Records from a dataset:
::::

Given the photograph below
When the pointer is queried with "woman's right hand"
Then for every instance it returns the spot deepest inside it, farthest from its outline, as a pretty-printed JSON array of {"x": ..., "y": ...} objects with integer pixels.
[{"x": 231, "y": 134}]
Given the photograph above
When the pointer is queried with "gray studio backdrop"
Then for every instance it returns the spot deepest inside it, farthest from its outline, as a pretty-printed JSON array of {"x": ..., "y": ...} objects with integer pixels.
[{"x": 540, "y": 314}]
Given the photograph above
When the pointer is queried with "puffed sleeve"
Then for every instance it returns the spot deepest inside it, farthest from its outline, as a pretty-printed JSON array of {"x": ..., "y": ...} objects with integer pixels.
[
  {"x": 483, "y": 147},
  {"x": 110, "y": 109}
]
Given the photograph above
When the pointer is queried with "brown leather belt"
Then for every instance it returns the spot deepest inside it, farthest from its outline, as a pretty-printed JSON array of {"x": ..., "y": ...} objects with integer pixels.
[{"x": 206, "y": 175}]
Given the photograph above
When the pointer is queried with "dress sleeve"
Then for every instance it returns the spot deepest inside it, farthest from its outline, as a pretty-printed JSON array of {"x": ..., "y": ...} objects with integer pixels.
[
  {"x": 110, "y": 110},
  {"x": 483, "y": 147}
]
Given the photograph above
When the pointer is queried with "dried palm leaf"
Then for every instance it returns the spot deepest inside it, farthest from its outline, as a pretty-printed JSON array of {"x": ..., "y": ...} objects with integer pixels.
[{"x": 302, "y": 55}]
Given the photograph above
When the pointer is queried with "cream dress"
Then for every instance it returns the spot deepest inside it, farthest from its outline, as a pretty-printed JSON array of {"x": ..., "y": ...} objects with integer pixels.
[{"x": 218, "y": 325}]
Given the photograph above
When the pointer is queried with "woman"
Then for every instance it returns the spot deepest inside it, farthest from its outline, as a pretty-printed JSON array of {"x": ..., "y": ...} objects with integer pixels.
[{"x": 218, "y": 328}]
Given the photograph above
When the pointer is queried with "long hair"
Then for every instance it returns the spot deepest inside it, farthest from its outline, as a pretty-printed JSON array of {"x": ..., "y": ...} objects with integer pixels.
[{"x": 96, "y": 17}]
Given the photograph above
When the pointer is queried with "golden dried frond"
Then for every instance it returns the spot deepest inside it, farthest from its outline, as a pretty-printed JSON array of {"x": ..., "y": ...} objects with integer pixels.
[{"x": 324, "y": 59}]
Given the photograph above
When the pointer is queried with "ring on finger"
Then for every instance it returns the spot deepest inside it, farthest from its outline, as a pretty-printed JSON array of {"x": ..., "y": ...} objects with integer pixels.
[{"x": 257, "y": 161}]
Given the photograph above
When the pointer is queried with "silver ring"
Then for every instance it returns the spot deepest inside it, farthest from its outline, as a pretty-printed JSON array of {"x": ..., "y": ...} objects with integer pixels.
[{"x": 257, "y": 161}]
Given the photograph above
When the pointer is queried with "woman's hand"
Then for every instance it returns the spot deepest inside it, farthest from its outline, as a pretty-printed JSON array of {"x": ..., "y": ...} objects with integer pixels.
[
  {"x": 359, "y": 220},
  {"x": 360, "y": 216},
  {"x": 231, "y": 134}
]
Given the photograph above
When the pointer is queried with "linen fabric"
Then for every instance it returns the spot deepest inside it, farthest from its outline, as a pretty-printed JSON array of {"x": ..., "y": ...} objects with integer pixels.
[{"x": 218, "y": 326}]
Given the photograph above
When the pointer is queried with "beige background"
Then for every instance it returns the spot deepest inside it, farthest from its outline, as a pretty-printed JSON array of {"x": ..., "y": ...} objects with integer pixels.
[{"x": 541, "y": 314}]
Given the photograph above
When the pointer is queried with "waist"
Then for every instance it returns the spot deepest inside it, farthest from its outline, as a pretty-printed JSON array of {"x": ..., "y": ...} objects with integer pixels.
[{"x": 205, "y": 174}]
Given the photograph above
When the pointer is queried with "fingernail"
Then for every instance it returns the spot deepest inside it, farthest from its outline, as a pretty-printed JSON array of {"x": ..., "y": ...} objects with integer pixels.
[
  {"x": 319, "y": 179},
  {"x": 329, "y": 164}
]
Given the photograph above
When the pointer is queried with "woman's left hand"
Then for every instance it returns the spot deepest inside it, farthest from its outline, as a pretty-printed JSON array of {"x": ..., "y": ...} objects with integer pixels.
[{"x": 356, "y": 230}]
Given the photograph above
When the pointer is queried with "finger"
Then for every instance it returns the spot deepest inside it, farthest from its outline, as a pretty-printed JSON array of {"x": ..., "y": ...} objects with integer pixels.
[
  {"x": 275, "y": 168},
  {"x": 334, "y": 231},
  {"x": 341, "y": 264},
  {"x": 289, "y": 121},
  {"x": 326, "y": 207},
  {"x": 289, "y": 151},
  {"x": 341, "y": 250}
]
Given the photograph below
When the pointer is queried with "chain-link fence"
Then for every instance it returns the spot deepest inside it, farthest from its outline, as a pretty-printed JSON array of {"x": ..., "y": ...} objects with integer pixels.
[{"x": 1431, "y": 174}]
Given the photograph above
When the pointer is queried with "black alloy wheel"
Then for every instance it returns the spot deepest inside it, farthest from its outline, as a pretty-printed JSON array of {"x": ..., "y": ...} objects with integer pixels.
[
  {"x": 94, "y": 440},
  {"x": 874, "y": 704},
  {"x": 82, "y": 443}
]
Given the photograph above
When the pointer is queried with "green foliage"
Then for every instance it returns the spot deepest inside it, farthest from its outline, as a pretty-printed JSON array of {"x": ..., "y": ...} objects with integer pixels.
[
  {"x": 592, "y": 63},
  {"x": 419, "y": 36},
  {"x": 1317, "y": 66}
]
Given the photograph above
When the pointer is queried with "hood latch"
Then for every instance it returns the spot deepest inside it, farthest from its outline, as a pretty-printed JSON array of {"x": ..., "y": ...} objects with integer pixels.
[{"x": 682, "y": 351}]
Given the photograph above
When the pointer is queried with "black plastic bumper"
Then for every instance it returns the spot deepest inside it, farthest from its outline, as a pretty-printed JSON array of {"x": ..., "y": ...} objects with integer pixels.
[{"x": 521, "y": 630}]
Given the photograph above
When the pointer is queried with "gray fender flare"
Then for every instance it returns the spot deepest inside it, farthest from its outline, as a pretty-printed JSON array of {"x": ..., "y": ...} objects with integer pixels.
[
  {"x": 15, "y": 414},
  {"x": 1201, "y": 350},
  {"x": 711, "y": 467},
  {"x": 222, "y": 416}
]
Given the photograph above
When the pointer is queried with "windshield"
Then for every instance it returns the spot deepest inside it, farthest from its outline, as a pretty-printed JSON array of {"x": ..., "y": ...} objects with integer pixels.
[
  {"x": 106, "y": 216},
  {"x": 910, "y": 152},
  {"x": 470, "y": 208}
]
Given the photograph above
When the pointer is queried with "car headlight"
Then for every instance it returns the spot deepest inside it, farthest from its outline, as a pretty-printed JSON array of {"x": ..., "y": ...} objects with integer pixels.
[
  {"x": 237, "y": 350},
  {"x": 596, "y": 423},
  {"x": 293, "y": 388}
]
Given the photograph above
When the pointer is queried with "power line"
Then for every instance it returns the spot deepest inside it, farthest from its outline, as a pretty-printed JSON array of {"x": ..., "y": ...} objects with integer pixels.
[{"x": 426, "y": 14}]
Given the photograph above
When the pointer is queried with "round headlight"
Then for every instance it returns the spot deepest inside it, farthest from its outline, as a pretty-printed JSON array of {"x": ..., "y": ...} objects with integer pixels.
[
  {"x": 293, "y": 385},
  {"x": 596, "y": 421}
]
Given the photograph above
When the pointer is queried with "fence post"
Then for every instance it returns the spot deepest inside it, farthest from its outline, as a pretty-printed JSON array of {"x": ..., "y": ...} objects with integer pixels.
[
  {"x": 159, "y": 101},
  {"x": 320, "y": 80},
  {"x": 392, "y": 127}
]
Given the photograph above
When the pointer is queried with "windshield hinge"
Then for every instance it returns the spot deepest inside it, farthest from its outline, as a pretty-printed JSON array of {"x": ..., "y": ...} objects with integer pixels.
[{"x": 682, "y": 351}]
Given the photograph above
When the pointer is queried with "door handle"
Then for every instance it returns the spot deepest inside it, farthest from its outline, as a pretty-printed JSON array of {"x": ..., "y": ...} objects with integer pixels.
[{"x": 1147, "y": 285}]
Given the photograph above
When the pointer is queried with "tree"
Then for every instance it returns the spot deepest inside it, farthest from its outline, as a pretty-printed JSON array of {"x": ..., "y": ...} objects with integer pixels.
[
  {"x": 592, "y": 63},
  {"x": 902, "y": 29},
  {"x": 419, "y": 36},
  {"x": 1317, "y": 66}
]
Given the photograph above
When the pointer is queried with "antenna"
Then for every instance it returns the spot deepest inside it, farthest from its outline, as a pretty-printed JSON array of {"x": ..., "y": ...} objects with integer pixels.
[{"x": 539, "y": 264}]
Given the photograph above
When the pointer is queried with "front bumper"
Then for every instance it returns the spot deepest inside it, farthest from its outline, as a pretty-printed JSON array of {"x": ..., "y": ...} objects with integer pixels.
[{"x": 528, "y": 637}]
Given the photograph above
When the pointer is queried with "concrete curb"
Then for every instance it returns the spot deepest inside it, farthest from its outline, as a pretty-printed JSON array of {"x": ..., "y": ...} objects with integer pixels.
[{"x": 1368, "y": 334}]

::::

**Aim of the task**. Your answer should consist of each line of the data above in which the word "dress" occurs.

**Task answer**.
When the pointer is queried with "dress sleeve"
When the pointer is queried with "cream dress"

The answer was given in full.